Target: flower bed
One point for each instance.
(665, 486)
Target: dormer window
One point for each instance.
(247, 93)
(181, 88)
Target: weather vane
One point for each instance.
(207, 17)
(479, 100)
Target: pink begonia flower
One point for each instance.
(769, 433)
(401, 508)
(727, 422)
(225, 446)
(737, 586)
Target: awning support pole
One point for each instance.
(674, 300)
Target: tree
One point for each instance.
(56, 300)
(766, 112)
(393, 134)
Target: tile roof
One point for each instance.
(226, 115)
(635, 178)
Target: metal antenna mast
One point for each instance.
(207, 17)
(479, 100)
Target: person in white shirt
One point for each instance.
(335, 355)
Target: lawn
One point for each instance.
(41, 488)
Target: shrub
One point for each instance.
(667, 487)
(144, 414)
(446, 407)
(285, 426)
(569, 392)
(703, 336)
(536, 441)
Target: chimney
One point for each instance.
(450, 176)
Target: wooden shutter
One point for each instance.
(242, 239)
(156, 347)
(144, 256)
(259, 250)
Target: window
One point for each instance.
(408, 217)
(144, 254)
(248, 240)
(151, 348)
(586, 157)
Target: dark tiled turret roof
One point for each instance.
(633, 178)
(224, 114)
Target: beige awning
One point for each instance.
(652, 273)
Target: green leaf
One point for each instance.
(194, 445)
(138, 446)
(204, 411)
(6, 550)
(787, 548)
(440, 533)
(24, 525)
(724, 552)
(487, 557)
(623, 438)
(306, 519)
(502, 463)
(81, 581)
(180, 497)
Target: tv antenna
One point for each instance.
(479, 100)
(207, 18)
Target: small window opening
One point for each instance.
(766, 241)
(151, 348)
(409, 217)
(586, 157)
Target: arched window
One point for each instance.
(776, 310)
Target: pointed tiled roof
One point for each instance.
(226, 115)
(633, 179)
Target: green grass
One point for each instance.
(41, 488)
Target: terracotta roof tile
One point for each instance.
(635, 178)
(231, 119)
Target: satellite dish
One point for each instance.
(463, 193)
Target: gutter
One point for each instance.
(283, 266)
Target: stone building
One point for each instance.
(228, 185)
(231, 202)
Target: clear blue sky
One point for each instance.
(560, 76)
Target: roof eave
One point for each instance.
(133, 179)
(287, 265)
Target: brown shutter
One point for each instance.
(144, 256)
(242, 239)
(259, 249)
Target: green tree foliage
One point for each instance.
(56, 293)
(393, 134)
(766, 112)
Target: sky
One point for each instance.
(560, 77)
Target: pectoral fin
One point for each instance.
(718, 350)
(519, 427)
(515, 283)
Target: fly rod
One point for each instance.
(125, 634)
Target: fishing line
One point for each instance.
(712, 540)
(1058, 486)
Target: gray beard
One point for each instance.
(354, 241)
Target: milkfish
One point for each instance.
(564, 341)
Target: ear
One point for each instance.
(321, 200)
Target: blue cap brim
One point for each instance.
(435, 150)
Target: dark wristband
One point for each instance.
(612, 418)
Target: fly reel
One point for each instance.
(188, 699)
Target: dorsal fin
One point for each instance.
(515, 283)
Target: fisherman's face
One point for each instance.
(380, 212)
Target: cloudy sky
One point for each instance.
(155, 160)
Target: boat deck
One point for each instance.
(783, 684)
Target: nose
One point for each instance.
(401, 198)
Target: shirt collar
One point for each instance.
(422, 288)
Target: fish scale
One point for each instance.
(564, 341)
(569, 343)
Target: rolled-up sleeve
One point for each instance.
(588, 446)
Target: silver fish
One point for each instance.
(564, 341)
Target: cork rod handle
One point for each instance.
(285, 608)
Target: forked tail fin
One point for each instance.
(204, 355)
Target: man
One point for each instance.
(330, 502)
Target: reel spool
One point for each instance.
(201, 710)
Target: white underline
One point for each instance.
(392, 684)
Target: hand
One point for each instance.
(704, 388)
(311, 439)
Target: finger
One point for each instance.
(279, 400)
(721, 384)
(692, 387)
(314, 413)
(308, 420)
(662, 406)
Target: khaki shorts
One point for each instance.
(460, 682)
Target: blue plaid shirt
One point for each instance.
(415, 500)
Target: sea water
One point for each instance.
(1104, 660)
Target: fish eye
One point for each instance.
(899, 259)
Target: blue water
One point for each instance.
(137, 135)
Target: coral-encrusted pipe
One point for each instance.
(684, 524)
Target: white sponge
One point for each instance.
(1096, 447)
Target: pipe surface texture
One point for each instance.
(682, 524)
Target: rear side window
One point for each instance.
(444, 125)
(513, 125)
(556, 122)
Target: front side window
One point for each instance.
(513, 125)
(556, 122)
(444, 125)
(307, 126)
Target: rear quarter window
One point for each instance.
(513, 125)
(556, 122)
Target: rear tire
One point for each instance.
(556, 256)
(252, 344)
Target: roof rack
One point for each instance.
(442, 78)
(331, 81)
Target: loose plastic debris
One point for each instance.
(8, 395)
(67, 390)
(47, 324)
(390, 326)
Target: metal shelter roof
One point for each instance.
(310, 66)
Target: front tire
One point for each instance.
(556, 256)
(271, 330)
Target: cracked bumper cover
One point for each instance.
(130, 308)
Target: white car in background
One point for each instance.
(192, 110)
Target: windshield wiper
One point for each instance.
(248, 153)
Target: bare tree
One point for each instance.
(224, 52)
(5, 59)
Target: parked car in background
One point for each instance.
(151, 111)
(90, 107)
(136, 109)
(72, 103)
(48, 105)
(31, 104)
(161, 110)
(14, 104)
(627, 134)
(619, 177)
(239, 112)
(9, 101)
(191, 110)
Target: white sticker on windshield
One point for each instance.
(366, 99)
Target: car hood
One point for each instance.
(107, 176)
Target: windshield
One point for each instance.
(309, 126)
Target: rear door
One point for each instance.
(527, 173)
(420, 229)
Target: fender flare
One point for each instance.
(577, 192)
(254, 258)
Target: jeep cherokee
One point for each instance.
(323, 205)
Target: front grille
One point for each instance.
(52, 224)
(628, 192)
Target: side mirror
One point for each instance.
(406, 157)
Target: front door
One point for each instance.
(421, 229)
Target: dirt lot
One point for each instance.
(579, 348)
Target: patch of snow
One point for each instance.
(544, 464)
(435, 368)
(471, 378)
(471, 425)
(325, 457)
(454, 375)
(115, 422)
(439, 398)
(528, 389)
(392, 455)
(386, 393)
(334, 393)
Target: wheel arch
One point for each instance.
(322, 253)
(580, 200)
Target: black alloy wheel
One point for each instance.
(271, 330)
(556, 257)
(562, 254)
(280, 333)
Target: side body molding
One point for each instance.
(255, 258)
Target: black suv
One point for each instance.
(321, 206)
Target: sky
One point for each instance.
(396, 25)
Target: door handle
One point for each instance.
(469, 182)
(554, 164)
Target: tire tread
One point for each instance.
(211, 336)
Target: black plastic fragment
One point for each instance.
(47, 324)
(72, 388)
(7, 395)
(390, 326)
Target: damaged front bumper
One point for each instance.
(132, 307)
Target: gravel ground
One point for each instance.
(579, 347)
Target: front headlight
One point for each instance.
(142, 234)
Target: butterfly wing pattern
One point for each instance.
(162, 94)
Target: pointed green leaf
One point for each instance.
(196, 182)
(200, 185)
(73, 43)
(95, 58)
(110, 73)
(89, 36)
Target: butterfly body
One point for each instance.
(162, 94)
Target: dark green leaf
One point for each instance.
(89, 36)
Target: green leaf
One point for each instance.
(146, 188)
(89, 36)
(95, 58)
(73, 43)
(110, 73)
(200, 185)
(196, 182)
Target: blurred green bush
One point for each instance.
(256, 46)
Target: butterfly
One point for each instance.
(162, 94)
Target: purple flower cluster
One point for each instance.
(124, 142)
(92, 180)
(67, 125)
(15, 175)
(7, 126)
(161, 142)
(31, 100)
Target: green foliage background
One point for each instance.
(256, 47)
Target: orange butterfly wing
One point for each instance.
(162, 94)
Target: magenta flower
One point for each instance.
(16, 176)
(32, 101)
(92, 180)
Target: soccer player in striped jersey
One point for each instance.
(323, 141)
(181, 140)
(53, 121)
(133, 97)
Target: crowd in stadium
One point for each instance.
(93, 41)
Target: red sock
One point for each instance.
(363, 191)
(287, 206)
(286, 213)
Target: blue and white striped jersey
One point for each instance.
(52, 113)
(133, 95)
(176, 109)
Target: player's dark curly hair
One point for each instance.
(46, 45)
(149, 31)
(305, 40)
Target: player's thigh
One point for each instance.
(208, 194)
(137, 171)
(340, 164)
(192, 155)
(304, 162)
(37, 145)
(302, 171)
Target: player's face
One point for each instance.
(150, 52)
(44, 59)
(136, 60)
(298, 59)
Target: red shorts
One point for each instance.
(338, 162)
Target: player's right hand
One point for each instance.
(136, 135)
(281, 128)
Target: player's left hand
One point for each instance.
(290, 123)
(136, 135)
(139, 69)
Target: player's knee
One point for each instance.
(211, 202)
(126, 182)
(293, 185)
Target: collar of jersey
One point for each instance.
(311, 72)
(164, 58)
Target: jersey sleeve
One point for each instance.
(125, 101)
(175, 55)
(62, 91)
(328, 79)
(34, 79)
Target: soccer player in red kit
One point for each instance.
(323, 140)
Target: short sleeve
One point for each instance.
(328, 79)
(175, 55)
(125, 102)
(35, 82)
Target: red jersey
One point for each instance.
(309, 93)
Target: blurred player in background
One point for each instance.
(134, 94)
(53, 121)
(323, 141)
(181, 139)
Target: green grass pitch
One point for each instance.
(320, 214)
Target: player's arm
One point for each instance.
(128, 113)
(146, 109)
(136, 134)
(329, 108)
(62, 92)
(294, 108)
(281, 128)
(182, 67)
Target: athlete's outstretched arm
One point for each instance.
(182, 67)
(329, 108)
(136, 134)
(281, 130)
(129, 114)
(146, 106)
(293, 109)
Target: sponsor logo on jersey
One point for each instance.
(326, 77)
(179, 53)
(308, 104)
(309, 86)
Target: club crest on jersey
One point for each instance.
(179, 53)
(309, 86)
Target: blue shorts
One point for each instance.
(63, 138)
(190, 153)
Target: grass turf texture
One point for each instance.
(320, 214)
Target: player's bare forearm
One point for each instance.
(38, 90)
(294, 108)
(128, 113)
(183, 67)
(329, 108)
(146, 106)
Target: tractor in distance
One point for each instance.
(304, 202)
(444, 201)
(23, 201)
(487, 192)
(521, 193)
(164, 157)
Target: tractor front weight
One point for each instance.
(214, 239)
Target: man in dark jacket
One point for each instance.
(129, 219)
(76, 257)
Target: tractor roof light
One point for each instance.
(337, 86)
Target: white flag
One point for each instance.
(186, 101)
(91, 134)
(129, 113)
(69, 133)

____________

• [Stated exercise] Copy the records from the line with "Target: man in dark jacket" through the end of the records, substituting "orange flag" for "white flag" and leaving everything else unchanged.

• [Complete response]
Target: man in dark jacket
One point for each instance.
(129, 219)
(76, 257)
Target: tractor roof light
One point for each instance.
(337, 86)
Target: orange flag
One point for each instance.
(186, 101)
(91, 134)
(129, 113)
(69, 133)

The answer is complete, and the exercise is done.